____ Selected text
Although Michigan does not yet have enough vaccines, there is a plan in place to get “50,000 shots in arms per day” once that supply is available, she said. Whitmer reiterated her goal to inoculate at least 70% of the population ages 16 and older as soon as possible.
In the meantime, Michigan is seventh in the nation for number of COVID-19 tests performed (more than 9.6 million) and sixth in the nation for number of vaccines distributed (more than 800,000).
“The number of vaccines we have administered has surpassed the number of recorded cases in Michigan,” Whitmer said.
“… This process is like a locomotive – it will be cumbersome and slow in the beginning, but it will get faster and smoother as we go. I just ask for patience as our frontline workers work around the clock to get shots in arms.”
Whitmer also spent time congratulating lawmakers on notable bipartisan action over the last year, including a budget, a number of long-awaited criminal justice reform bills and the Michigan Reconnect job training program.
Acknowledging that the pandemic has taken a big toll on small businesses, which she said the federal government under former President Donald Trump had failed to alleviate, Whitmer spoke about state-based relief money aimed at helping those businesses.
Last month, Whitmer signed a $106 million relief bill that directed $55 million to small businesses. Last week, she announced her $5.6 billion Michigan COVID Recovery Plan to build on that, including a call for the state Legislature to permanently extend unemployment benefits from 20 to 26 weeks.
“This would bring Michigan in line with 40 other states and provide hard-hit Michigan workers with the financial security and peace of mind they deserve,” Whitmer said, encouraging state lawmakers to pass the plan “immediately.”
Whitmer also acknowledged the significant disruption COVID-19 has had on Michigan’s education system, students and teachers. Her administration recently set a goal for each school to provide an in-person learning option by March 1.
Whitmer said she plans to provide more support for schools in her upcoming budget proposal next month.
As the Advance first reported Wednesday, Whitmer also unveiled the MI Classroom Heroes Grants program which will reward grants of up to $500 each for teachers and $250 for support staff.
________
____ Supplied data
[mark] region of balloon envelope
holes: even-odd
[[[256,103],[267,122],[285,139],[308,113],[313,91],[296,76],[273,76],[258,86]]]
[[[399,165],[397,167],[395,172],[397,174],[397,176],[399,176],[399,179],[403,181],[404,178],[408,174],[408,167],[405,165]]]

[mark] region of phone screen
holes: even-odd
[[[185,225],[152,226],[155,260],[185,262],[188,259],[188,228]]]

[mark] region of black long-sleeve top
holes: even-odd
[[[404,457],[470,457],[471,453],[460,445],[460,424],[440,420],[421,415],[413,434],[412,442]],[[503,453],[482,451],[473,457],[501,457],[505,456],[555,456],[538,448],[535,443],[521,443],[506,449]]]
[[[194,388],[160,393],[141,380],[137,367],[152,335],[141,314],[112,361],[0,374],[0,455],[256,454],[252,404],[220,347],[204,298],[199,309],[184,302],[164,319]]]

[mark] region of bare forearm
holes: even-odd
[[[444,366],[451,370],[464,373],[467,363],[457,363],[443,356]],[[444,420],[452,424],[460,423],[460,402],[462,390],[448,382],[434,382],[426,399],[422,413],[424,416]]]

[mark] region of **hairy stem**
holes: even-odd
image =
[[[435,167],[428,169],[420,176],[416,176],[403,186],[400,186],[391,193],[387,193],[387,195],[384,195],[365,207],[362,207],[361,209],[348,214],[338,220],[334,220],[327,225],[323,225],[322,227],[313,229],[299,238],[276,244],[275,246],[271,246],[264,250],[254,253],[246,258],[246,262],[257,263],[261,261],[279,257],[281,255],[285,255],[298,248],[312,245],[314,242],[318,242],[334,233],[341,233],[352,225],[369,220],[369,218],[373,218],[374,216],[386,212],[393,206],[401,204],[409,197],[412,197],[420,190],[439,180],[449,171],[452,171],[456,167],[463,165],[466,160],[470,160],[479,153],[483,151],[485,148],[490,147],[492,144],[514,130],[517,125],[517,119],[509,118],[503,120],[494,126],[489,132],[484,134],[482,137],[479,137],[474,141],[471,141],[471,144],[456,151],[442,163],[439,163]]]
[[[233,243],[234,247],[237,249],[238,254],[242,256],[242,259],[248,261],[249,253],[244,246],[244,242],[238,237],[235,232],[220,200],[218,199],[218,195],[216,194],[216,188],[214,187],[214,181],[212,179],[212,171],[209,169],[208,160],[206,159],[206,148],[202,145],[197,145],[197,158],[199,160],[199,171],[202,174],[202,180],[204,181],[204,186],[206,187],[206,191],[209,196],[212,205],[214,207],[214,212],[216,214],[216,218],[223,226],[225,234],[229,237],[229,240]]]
________
What is expected: Write out the passage above on Whitmer's vaccine and relief plans in full, word for word.

Response to this exercise:
Although Michigan does not yet have enough vaccines, there is a plan in place to get “50,000 shots in arms per day” once that supply is available, she said. Whitmer reiterated her goal to inoculate at least 70% of the population ages 16 and older as soon as possible.
In the meantime, Michigan is seventh in the nation for number of COVID-19 tests performed (more than 9.6 million) and sixth in the nation for number of vaccines distributed (more than 800,000).
“The number of vaccines we have administered has surpassed the number of recorded cases in Michigan,” Whitmer said.
“… This process is like a locomotive – it will be cumbersome and slow in the beginning, but it will get faster and smoother as we go. I just ask for patience as our frontline workers work around the clock to get shots in arms.”
Whitmer also spent time congratulating lawmakers on notable bipartisan action over the last year, including a budget, a number of long-awaited criminal justice reform bills and the Michigan Reconnect job training program.
Acknowledging that the pandemic has taken a big toll on small businesses, which she said the federal government under former President Donald Trump had failed to alleviate, Whitmer spoke about state-based relief money aimed at helping those businesses.
Last month, Whitmer signed a $106 million relief bill that directed $55 million to small businesses. Last week, she announced her $5.6 billion Michigan COVID Recovery Plan to build on that, including a call for the state Legislature to permanently extend unemployment benefits from 20 to 26 weeks.
“This would bring Michigan in line with 40 other states and provide hard-hit Michigan workers with the financial security and peace of mind they deserve,” Whitmer said, encouraging state lawmakers to pass the plan “immediately.”
Whitmer also acknowledged the significant disruption COVID-19 has had on Michigan’s education system, students and teachers. Her administration recently set a goal for each school to provide an in-person learning option by March 1.
Whitmer said she plans to provide more support for schools in her upcoming budget proposal next month.
As the Advance first reported Wednesday, Whitmer also unveiled the MI Classroom Heroes Grants program which will reward grants of up to $500 each for teachers and $250 for support staff.